◆ EXERCISE PROMPT ◆
Each of the following records is to be output exactly.

[Saved entries]
◆ ◆ ◆ ◆
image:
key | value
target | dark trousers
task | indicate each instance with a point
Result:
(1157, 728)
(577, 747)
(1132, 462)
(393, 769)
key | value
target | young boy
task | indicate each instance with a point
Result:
◆ ◆ ◆ ◆
◆ ANSWER TO THIS EXERCISE ◆
image:
key | value
target | dark trousers
task | indicate each instance with a point
Result:
(1157, 728)
(577, 747)
(1132, 462)
(393, 769)
key | value
target | young boy
task | indicate each instance with a point
Result:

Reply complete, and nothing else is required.